───── EXTRACTED MATERIAL

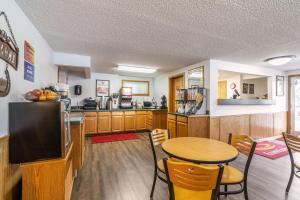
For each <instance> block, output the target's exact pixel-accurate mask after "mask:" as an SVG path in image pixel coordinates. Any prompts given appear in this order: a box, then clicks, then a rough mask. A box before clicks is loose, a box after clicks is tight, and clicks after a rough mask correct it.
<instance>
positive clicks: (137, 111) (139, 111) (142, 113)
mask: <svg viewBox="0 0 300 200" xmlns="http://www.w3.org/2000/svg"><path fill="white" fill-rule="evenodd" d="M136 114H137V115H146V114H147V111H136Z"/></svg>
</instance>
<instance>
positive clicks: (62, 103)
mask: <svg viewBox="0 0 300 200" xmlns="http://www.w3.org/2000/svg"><path fill="white" fill-rule="evenodd" d="M71 142H72V141H71V131H70V112H69V110H67V109H66V105H65V102H15V103H9V160H10V163H14V164H18V163H26V162H34V161H38V160H47V159H56V158H62V157H65V156H66V155H67V153H68V151H69V148H70V145H71Z"/></svg>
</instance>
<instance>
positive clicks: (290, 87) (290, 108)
mask: <svg viewBox="0 0 300 200" xmlns="http://www.w3.org/2000/svg"><path fill="white" fill-rule="evenodd" d="M297 76H299V77H300V74H295V75H289V76H288V83H287V84H288V114H287V132H288V133H290V132H291V130H292V112H291V89H292V88H291V84H292V83H291V79H292V78H293V77H297Z"/></svg>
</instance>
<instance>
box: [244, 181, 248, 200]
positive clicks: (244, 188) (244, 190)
mask: <svg viewBox="0 0 300 200" xmlns="http://www.w3.org/2000/svg"><path fill="white" fill-rule="evenodd" d="M244 196H245V200H248V199H249V197H248V187H247V182H244Z"/></svg>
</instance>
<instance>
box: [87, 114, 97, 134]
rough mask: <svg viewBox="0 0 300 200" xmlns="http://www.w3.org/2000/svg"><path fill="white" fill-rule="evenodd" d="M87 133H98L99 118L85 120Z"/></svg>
mask: <svg viewBox="0 0 300 200" xmlns="http://www.w3.org/2000/svg"><path fill="white" fill-rule="evenodd" d="M85 133H97V117H86V118H85Z"/></svg>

──────────

** ACTIVITY **
Retype each entry exactly. No pictures.

** ANSWER TO THIS PROBLEM **
For each <instance> block, output the target's exact pixel-accurate mask after "mask:" as an SVG path in image pixel coordinates. Any prompts given appear in this order: a box, then clicks, then a rough mask. A box before clicks is loose, a box after clicks is tight, and clicks after a rough mask correct it.
<instance>
positive clicks: (137, 111) (139, 111) (142, 113)
mask: <svg viewBox="0 0 300 200" xmlns="http://www.w3.org/2000/svg"><path fill="white" fill-rule="evenodd" d="M136 114H137V115H146V114H147V111H136Z"/></svg>
</instance>
<instance>
positive clicks: (62, 103)
mask: <svg viewBox="0 0 300 200" xmlns="http://www.w3.org/2000/svg"><path fill="white" fill-rule="evenodd" d="M71 142H72V141H71V131H70V112H69V110H67V109H66V105H65V102H15V103H9V160H10V163H14V164H18V163H26V162H34V161H38V160H47V159H56V158H62V157H65V156H66V155H67V153H68V151H69V148H70V145H71Z"/></svg>
</instance>
<instance>
positive clicks: (290, 87) (290, 108)
mask: <svg viewBox="0 0 300 200" xmlns="http://www.w3.org/2000/svg"><path fill="white" fill-rule="evenodd" d="M297 76H299V77H300V74H295V75H289V76H288V83H287V84H288V114H287V132H288V133H290V132H291V130H292V112H291V89H292V88H291V84H292V83H291V79H292V78H293V77H297Z"/></svg>
</instance>
<instance>
box: [244, 181, 248, 200]
positive clicks: (244, 188) (244, 190)
mask: <svg viewBox="0 0 300 200" xmlns="http://www.w3.org/2000/svg"><path fill="white" fill-rule="evenodd" d="M244 196H245V200H248V199H249V197H248V187H247V182H244Z"/></svg>
</instance>
<instance>
box: [87, 114, 97, 134]
rough mask: <svg viewBox="0 0 300 200" xmlns="http://www.w3.org/2000/svg"><path fill="white" fill-rule="evenodd" d="M87 133H98L99 118L85 120Z"/></svg>
mask: <svg viewBox="0 0 300 200" xmlns="http://www.w3.org/2000/svg"><path fill="white" fill-rule="evenodd" d="M85 133H97V117H86V118H85Z"/></svg>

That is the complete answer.